** begin PASSAGE **
New Tariff Hurdles for US-India Trade Deal
The upcoming June 1-4 visit by U.S. negotiators is a critical moment for economic talks between the two nations. While the goal is to finalize an interim trade deal, recent U.S. policy changes have complicated the framework agreed upon in February. The introduction of a universal 10% tariff on all imports in late February has made it difficult to proceed with earlier tariff reduction offers. The U.S. delegation, led by Brendan Lynch, must find a way to adjust proposals without causing political problems in either country.
Strategic Supply Chains and Security
Beyond tariffs, these discussions reflect a shift in global supply chains towards greater economic security. By establishing a framework for critical minerals, both the U.S. and India aim to reduce reliance on countries like China for refining. This focus on critical minerals is a key strategy for economic safety. India's commitment to spend $500 billion on U.S. energy, aircraft, and technology over the next five years serves as an incentive for the U.S. to offer better market access for Indian agricultural and industrial goods.
** end PASSAGE **
** begin DATA **
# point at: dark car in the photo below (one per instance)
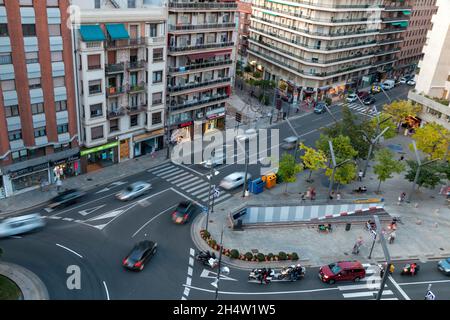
(139, 255)
(320, 108)
(342, 271)
(66, 198)
(369, 100)
(183, 212)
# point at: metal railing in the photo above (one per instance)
(201, 46)
(188, 86)
(196, 66)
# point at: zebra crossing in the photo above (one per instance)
(367, 288)
(187, 181)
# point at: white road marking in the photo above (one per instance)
(70, 250)
(145, 224)
(106, 289)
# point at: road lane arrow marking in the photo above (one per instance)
(90, 210)
(206, 274)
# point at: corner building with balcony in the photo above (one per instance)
(201, 55)
(38, 129)
(121, 78)
(323, 47)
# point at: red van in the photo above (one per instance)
(342, 271)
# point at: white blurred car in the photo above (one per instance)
(20, 224)
(234, 180)
(134, 190)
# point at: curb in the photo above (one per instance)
(30, 284)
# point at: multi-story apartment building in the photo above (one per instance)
(121, 80)
(432, 89)
(202, 38)
(321, 47)
(38, 130)
(414, 36)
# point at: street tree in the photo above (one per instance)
(429, 176)
(386, 165)
(432, 139)
(288, 169)
(400, 110)
(313, 159)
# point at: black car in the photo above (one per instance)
(183, 212)
(369, 100)
(66, 198)
(139, 255)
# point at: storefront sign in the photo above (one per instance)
(99, 148)
(25, 171)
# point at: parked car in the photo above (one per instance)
(234, 180)
(134, 190)
(444, 266)
(66, 198)
(320, 108)
(342, 271)
(183, 212)
(139, 255)
(369, 100)
(21, 224)
(352, 97)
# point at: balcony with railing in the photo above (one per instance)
(199, 102)
(136, 65)
(115, 91)
(189, 86)
(125, 43)
(197, 66)
(114, 68)
(201, 47)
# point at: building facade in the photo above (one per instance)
(432, 90)
(201, 54)
(323, 47)
(121, 80)
(414, 37)
(38, 138)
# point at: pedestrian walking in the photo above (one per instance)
(360, 175)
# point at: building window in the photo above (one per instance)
(97, 132)
(157, 77)
(29, 30)
(158, 54)
(156, 98)
(96, 110)
(133, 120)
(11, 111)
(114, 125)
(34, 83)
(37, 108)
(15, 135)
(156, 118)
(40, 132)
(95, 86)
(63, 128)
(60, 105)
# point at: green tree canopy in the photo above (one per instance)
(386, 165)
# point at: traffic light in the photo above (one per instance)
(238, 117)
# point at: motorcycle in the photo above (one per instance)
(408, 271)
(207, 259)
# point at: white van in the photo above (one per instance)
(21, 224)
(388, 84)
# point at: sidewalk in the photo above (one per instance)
(30, 199)
(31, 286)
(422, 235)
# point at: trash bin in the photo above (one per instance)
(256, 186)
(271, 180)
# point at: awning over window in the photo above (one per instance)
(92, 33)
(117, 31)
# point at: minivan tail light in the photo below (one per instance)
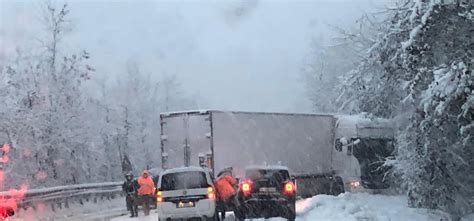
(289, 188)
(246, 187)
(159, 197)
(210, 193)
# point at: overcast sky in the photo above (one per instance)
(237, 55)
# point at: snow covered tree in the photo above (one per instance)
(420, 71)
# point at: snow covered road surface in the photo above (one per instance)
(348, 207)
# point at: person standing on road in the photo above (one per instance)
(146, 191)
(130, 188)
(226, 186)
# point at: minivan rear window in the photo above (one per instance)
(184, 180)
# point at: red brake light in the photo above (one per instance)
(289, 187)
(246, 186)
(159, 197)
(210, 193)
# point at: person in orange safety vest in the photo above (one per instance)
(226, 187)
(146, 191)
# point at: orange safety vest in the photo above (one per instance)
(225, 187)
(147, 186)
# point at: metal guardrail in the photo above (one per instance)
(61, 196)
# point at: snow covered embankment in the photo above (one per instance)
(363, 206)
(348, 207)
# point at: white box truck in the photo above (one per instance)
(321, 150)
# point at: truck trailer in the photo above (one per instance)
(321, 150)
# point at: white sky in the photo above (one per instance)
(237, 55)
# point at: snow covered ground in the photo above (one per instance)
(348, 207)
(103, 210)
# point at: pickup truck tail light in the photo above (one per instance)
(211, 194)
(289, 188)
(159, 197)
(246, 187)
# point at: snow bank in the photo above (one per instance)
(348, 207)
(363, 206)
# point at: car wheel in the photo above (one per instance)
(337, 186)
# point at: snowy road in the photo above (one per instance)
(348, 207)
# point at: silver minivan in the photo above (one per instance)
(186, 193)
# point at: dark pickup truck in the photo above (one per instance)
(266, 191)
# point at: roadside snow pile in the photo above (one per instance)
(348, 207)
(363, 206)
(101, 210)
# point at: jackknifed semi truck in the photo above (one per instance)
** end DATA **
- WHAT YOU NEED TO DO -
Rewrite the US-India trade text starting at "Strategic Supply Chains" and ending at "and industrial goods.", swapping "critical minerals" for "strategic minerals". The material has no connection to the US-India trade text.

- THE COMPLETED TASK -
Strategic Supply Chains and Security
Beyond tariffs, these discussions reflect a shift in global supply chains towards greater economic security. By establishing a framework for strategic minerals, both the U.S. and India aim to reduce reliance on countries like China for refining. This focus on strategic minerals is a key strategy for economic safety. India's commitment to spend $500 billion on U.S. energy, aircraft, and technology over the next five years serves as an incentive for the U.S. to offer better market access for Indian agricultural and industrial goods.